**Requisitos da tarefa:** Extraia do texto sobre o socialismo o trecho que começa nas palavras "III. Qualquer grande" e termina logo após "simples marinheiros/cutileiros associados.", sem alterar nada.

**Excerto fornecido:**
#####
A ideia do socialismo é bem mais antiga e complexa do que parece. Vulgarmente, associa-se às teorias e experiências políticas mais ou menos marxistas e daí decorrentes. Em tese efabulatória, trata de distribuir a riqueza com uma espécie de justiça - que consiste em retirar aos capitalistas acumuladores e repartir pelos produtores espoliados e necessitados. Tirar aos ricos para dar aos pobres. Robin dos Bosques vem-nos à ideia. Dado que os ricos são poucos e os pobres são muitos, não é difícil de propagandear. Da prática é melhor nem falarmos.
Mas em boa verdade, o socialismo está por toda a parte. Chega mesmo a ser espontâneo. Só que em vez da forma universal, benta e única (uma espécie de catolicismo laico, imposto a força de Estado), decorre em múltiplas formas fragmentadas e, não raro, concorrentes, ou até inimigas. Vamos aos exemplos (e preparem-se que isto vai ser longo):
I. A Mafia. A extorsão, a exploração das diversas actividades para-económicas típicas da agremiação, têm como intuito a repartição e distribuição pelos associados. Estes, claro está, cumprem toda uma cadeia hierárquica e funcional necessárias ao bom andamento e proficiência do empreendimento. Quanto mais extorquirem, mais têm para repartir. O bem comum (deles) sai reforçado.
II. A Igreja católica. Também é uma forma de socialismo. Do Papa ao cura, passando por frades, freiras e seminaristas, todos se congregam numa organização que reparte, com a justiça inerente aos seus fundamentos e leis, a riqueza que angaria e administra. Espiritual, mas também material. Até porque do espiritual vai sobrando cada vez menos. Tanto mais porque rareando sobremaneira no topo, mais difícil se torna distribui-la (ou aspergi-la) na base.
III. Qualquer grande empresa cotada em bolsa. Socialismo puro. Do PCA ao accionista, toda uma máquina de gerar - extorquindo aos clientes, otários e a quem quer que seja - riqueza; para distribuir entre os sócios/accionistas/investidores. Distribuição é isso mesmo: distribuição; não tem que ser equitativa. Mesmo entre os piratas, gente muito mais digna de respeito e louvor, os lotes da repartição não eram iguais para todos: o capitão auferia mais partes no saque; o contra-mestre e o piloto também recebiam mais que os simples marinheiros/cutileiros associados.
IV. Os partidos políticos. São todos socialistas. Em tese ou nomeada, apenas alguns, ditos de esquerda. Na prática todos. Um objectivo pragmático comum irmana-os em bloco: ascender ao poder, tripular o estado e distribuir riqueza, prioritariamente (ou avassaladoramente) pelos quadros e militantes da respectiva máquina agenciadora. Familiares, amigos, amantes e puxa-sacos, também.
#####
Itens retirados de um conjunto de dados
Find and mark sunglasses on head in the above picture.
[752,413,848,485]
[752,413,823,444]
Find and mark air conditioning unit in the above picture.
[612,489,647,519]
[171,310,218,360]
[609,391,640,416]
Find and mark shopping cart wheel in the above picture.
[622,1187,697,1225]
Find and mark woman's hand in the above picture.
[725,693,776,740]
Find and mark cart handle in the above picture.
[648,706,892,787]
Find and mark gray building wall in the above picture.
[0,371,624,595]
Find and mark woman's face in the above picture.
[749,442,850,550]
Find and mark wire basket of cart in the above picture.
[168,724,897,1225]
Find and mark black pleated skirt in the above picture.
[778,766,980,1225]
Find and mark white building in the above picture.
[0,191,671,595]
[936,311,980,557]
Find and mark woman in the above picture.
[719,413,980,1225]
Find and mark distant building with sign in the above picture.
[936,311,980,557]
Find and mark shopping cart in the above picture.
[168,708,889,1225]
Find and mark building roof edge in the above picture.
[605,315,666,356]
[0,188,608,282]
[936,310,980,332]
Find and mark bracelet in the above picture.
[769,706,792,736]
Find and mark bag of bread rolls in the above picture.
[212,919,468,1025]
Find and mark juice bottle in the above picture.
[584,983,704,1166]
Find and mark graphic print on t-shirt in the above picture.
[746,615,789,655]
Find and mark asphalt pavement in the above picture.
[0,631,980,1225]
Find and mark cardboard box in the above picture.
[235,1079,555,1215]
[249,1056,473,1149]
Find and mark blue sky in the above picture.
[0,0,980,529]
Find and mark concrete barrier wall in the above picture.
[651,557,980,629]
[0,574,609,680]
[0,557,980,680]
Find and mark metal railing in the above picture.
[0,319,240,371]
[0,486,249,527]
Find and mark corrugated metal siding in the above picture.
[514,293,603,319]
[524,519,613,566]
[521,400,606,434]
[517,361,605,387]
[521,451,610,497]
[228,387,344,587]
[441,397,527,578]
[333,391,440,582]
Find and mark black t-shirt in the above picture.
#####
**Resposta:**
III. Qualquer grande empresa cotada em bolsa. Socialismo puro. Do PCA ao accionista, toda uma máquina de gerar - extorquindo aos clientes, otários e a quem quer que seja - riqueza; para distribuir entre os sócios/accionistas/investidores. Distribuição é isso mesmo: distribuição; não tem que ser equitativa. Mesmo entre os piratas, gente muito mais digna de respeito e louvor, os lotes da repartição não eram iguais para todos: o capitão auferia mais partes no saque; o contra-mestre e o piloto também recebiam mais que os simples marinheiros/cutileiros associados.